**What is expected:**
Set out the data below as a Markdown table with the columns Row and Line, giving each non-blank line its own numbered row and skipping blank lines. Leave the pictures out of your answer.

──────────

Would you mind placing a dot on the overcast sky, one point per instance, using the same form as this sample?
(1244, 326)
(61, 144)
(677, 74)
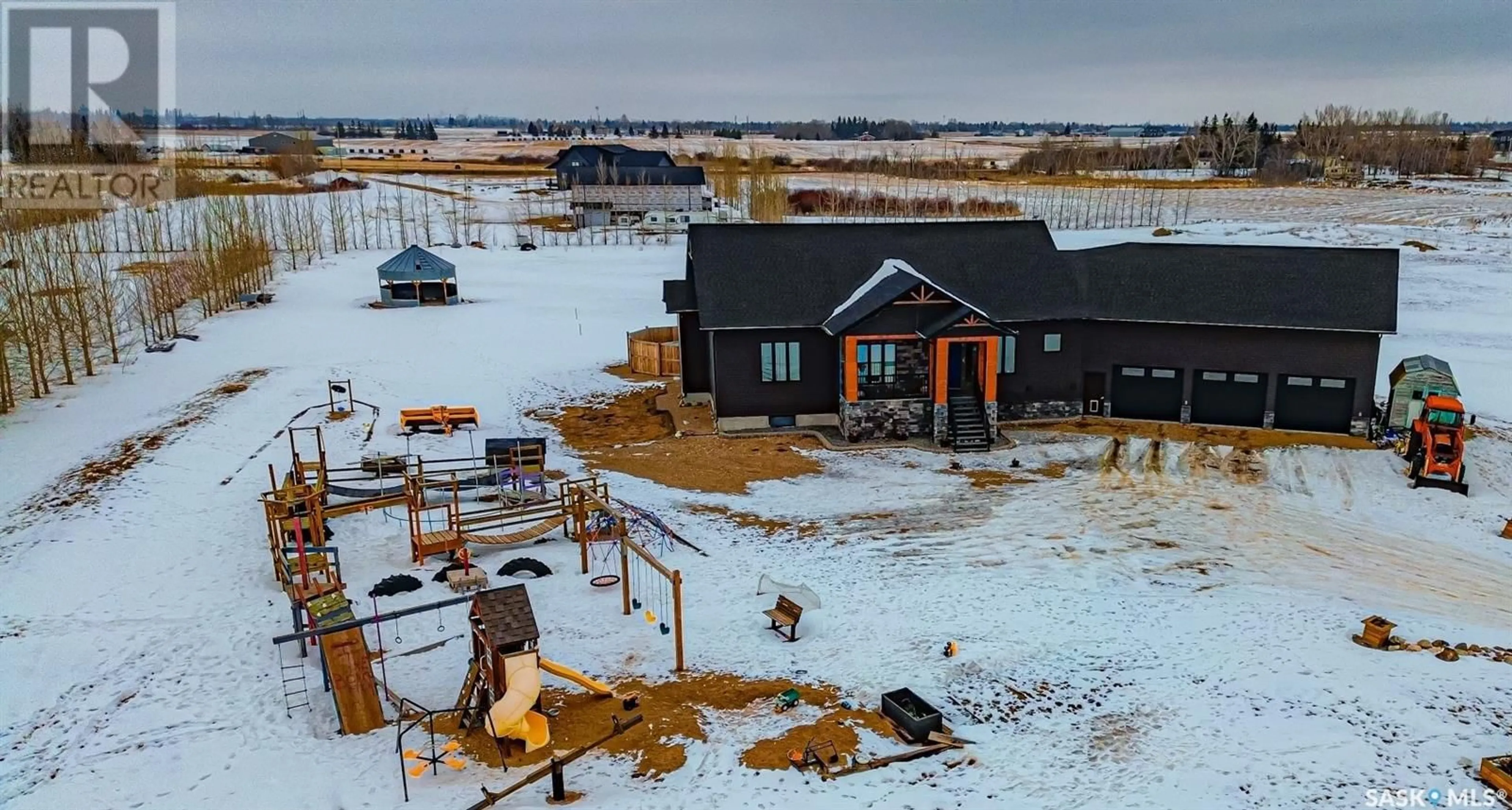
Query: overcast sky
(1106, 61)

──────────

**Exercise result:**
| Row | Line |
|---|---|
| 1 | Would you mind placing a dot on the overcast sky, one point per instance, using the same form as this sample? |
| 2 | (1244, 326) |
| 3 | (61, 144) |
| 4 | (677, 74) |
| 5 | Query: overcast sky |
| 6 | (1106, 61) |